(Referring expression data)
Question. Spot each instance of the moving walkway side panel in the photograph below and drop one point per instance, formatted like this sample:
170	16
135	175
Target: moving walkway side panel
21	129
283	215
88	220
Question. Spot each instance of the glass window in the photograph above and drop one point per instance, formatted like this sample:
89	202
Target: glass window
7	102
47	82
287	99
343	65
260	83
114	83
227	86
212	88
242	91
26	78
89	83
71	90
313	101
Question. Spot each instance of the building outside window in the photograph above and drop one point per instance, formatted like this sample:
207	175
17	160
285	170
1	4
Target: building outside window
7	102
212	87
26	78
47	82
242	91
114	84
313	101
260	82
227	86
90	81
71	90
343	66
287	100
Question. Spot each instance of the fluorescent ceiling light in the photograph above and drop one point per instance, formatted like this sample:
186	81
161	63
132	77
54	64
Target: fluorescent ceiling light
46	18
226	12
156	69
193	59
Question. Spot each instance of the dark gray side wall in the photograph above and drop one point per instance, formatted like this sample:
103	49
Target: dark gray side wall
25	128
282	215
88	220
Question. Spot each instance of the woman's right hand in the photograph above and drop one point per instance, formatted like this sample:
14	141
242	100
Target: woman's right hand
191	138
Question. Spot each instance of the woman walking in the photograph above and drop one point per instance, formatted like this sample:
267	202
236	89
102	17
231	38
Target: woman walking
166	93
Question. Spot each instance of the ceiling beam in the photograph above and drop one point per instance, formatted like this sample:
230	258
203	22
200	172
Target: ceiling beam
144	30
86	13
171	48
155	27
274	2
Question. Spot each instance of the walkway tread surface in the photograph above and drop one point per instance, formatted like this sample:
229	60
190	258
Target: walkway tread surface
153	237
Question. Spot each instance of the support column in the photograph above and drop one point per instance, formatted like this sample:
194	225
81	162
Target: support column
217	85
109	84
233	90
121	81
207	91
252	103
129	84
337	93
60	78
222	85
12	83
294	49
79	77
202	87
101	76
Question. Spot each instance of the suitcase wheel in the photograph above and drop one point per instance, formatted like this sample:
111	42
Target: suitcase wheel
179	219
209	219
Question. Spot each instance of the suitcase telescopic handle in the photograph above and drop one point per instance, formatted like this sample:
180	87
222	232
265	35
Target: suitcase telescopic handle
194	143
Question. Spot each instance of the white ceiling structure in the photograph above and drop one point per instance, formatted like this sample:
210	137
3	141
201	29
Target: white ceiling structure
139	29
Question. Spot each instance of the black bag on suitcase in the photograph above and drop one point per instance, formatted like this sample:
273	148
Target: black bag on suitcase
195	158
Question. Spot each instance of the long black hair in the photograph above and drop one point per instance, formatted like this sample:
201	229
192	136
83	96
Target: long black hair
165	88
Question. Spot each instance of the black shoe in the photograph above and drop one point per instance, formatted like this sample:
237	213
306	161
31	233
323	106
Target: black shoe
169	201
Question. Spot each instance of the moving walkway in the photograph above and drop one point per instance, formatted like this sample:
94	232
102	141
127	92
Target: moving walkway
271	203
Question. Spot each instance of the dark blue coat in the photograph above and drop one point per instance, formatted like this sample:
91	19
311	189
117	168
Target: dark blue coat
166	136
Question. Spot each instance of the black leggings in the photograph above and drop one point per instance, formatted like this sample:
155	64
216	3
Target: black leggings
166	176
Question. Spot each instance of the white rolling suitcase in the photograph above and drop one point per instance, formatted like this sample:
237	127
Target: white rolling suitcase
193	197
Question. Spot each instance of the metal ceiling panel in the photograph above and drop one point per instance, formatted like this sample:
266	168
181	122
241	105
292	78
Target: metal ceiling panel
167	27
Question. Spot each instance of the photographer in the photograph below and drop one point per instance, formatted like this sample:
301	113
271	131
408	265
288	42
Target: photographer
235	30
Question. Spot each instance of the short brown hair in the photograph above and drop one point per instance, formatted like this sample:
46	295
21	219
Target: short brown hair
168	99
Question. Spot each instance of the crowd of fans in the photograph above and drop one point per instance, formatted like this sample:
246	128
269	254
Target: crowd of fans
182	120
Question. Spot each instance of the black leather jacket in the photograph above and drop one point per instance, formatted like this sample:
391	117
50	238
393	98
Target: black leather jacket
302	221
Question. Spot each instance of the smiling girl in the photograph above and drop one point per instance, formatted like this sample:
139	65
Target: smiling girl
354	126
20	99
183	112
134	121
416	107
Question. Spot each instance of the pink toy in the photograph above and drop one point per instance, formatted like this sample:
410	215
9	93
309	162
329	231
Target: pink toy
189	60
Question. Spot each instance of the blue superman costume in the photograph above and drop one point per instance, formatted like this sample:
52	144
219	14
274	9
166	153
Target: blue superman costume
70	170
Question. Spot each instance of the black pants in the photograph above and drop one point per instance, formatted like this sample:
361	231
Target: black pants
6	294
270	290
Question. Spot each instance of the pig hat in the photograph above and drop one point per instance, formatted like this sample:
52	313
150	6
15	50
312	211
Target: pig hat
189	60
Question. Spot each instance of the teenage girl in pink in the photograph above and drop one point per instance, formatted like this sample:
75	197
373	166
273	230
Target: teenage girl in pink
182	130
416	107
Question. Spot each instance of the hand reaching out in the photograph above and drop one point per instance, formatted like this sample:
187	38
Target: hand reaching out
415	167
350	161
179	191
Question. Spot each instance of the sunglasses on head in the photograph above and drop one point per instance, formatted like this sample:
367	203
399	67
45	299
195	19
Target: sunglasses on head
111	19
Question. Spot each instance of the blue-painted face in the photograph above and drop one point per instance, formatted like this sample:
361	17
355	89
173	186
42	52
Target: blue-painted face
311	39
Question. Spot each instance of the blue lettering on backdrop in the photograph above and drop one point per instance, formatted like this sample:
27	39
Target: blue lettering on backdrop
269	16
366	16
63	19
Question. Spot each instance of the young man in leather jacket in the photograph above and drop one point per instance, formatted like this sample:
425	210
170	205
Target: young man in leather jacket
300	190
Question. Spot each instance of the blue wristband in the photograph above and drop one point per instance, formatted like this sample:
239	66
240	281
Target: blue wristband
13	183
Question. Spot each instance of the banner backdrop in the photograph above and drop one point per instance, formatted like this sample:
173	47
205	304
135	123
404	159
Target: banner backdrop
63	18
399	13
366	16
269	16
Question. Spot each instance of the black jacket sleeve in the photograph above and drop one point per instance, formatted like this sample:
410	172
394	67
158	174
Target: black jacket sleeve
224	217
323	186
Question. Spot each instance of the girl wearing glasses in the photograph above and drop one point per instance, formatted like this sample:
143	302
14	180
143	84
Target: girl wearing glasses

What you should do: Please copy out every entry exactly, with nothing omitted.

Solution:
Question. Spot each instance of the moving walkway side panel in the photograph below and drop one point per instance, formatted like this sample:
170	16
135	175
Target: moving walkway side panel
21	129
283	215
88	220
Question. Spot each instance of the glass window in the photograph above and drop one point per instance, formatted like this sample:
89	202
Target: glass window
7	102
47	82
287	99
343	65
260	83
114	83
227	86
212	88
242	91
26	78
89	83
71	90
313	101
Question. Spot each instance of the building outside window in the photograph above and drop one point per instance, formatted like this sample:
207	175
17	160
285	170
1	4
Target: building outside window
7	102
212	87
26	78
47	82
242	91
114	84
313	101
260	82
227	86
90	81
71	90
343	66
287	100
Question. Spot each instance of the fluorescent ceiling light in the photograph above and drop one point per instance, formatted like this sample:
186	81
161	63
132	77
54	64
Target: fluorescent ceiling light
46	18
226	12
156	69
193	59
Question. Spot each instance of the dark gray side wall in the photograph above and drop one point per instance, formatted like this sample:
103	49
Target: dark gray side wall
25	128
282	215
88	220
Question. Spot each instance of the woman's right hand in the photograph above and drop one point per instance, formatted like this sample:
14	141
242	100
Target: woman's right hand
191	138
Question. Spot each instance of the woman walking in the photograph above and drop one point per instance, formatted like this sample:
267	202
236	89
102	17
231	38
Target: woman walking
166	93
Question. Spot each instance of the ceiling beam in the photograph above and drop one point per instance, formatted like this sample:
230	258
203	22
200	172
Target: ceiling beam
144	30
86	13
171	48
155	27
274	2
Question. Spot each instance of the walkway tread surface in the photograph above and drop one point per instance, formatted like this sample:
229	60
190	258
Target: walkway tread surface
153	237
Question. Spot each instance of the support column in the photograph above and drop one point per instance, formatted like this sample:
194	225
81	162
Target: support column
217	85
109	84
233	90
121	81
207	91
252	103
129	84
337	93
60	78
222	85
12	83
294	49
79	77
202	87
101	76
Question. Spot each instance of the suitcase wheel in the photograph above and drop one point per instance, formatted like this sample:
111	42
Target: suitcase wheel
179	219
209	219
Question. Spot each instance of the suitcase telescopic handle in the photograph above and drop one point per instance, formatted like this sample:
180	87
222	232
265	35
Target: suitcase telescopic handle
194	143
Question. Spot each instance of the white ceiling structure in the photograph above and drop one point per instance, formatted like this sample:
210	137
3	141
201	29
Target: white ceiling structure
139	29
Question. Spot each instance of the black bag on suitcase in the photograph above and drop one point per instance, formatted like this sample:
273	148
Target: black bag on suitcase
195	158
Question. Spot each instance of the long black hair in the photograph above and drop one point per instance, formatted like this sample:
201	229
192	136
83	96
Target: long black hair
165	88
Question. Spot each instance of the black shoe in the photograph above and drop one point per instance, formatted like this sample:
237	213
306	161
31	233
323	106
Target: black shoe
169	201
Question. Spot each instance of the moving walkway in the photograph above and drop one point per instance, formatted like this sample:
94	232
102	141
127	92
Target: moving walkway
271	203
Question. Spot each instance of the dark blue coat in the photograph above and drop one point per instance, formatted like this sample:
91	19
311	189
117	168
Target: dark blue coat
166	136
Question. Spot each instance of the black leggings in the photograph above and drop one point per instance, formatted like this sample:
155	64
216	3
Target: black leggings
166	176
Question. Spot each instance of the white rolling suitcase in the photograph above and drop one point per instance, formatted like this sample:
237	127
Target: white rolling suitcase
193	197
Question. Spot each instance of the metal ceiling panel in the photograph above and drop one point per instance, formatted like this sample:
266	168
181	122
241	105
292	78
Target: metal ceiling panel
167	27
Question. Spot each instance of the photographer in the photograph below and drop one point per instance, formatted like this sample:
301	113
271	131
408	265
288	42
Target: photographer
235	30
Question. Spot each instance of the short brown hair in the photograph above and drop one point per instance, formatted like this sample:
46	295
21	219
Target: short brown hair
168	99
Question. Spot each instance of the crowd of fans in the photograph above and drop one point per instance, formatted like this sample:
246	128
269	254
Target: crowd of fans
182	120
Question. Spot each instance of the black leather jacket in the photograph above and drop one point per instance, formatted like this sample:
391	117
50	238
393	98
Target: black leather jacket
302	221
Question. Spot each instance of the smiling girl in the photograph above and drop one point per instance, formatted like this sample:
139	65
Target: smiling girl
354	126
20	99
183	112
134	121
416	107
Question. Spot each instance of the pink toy in the photograph above and drop one point per instance, formatted like this sample:
410	215
9	93
309	162
329	231
Target: pink toy
189	60
Question. Spot each instance of the blue superman costume in the photograph above and drop one point per instance, formatted like this sample:
52	144
219	14
274	9
166	153
Target: blue superman costume
70	170
Question. Spot each instance of the black pants in the photograph above and drop one point per instance, formatted like this sample:
361	231
Target: black pants
6	294
270	290
Question. Spot each instance of the pig hat in the photograph above and drop one point per instance, formatted like this sample:
52	313
150	6
15	50
312	211
Target: pig hat
189	60
Question. Spot each instance of the teenage girl in pink in the photograph above and drop one point per instance, formatted like this sample:
75	197
373	166
273	230
Target: teenage girl in pink
182	130
416	107
Question. Spot each instance of the hand reaching out in the photograph above and drop one point per instance, formatted like this sample:
187	38
Target: hand reaching out
415	167
350	161
179	191
Question. Spot each instance of the sunglasses on head in the photograph above and drop one point per instance, formatted like this sample:
367	203
399	67
45	299
195	19
Target: sunglasses on head
111	19
Question. Spot each instance of the blue-painted face in the photograph above and drop one point per instance, formatted like this sample:
361	17
355	89
173	186
42	52
Target: blue-painted face
311	39
Question. Spot each instance of the blue lettering on backdrop in the photograph above and drop one point per instance, formatted like this sample:
27	39
Target: blue lettering on backdrop
269	16
366	16
63	19
Question. Spot each instance of the young man in leather jacket in the photograph above and drop one point per instance, formatted like this sample:
425	210
170	205
Target: young man in leather jacket
300	190
Question. Spot each instance of the blue wristband in the photograph above and drop one point per instance, formatted like this sample:
239	66
240	281
Target: blue wristband
13	183
Question. Spot each instance of the banner backdrop in the photograph above and drop one point per instance, formatted like this sample:
173	47
205	304
135	123
404	159
Target: banner backdrop
63	18
399	13
366	16
269	16
Question. Spot each instance of the black jacket sleeve in the photograph above and drop one point per instance, formatted like this sample:
410	172
394	67
158	174
Target: black jacket sleeve
224	217
323	186
Question. Spot each instance of the girl wearing glasses in the photograph above and drop one point per instance, formatted like this sample:
143	302
14	180
143	84
Target: girl wearing glasses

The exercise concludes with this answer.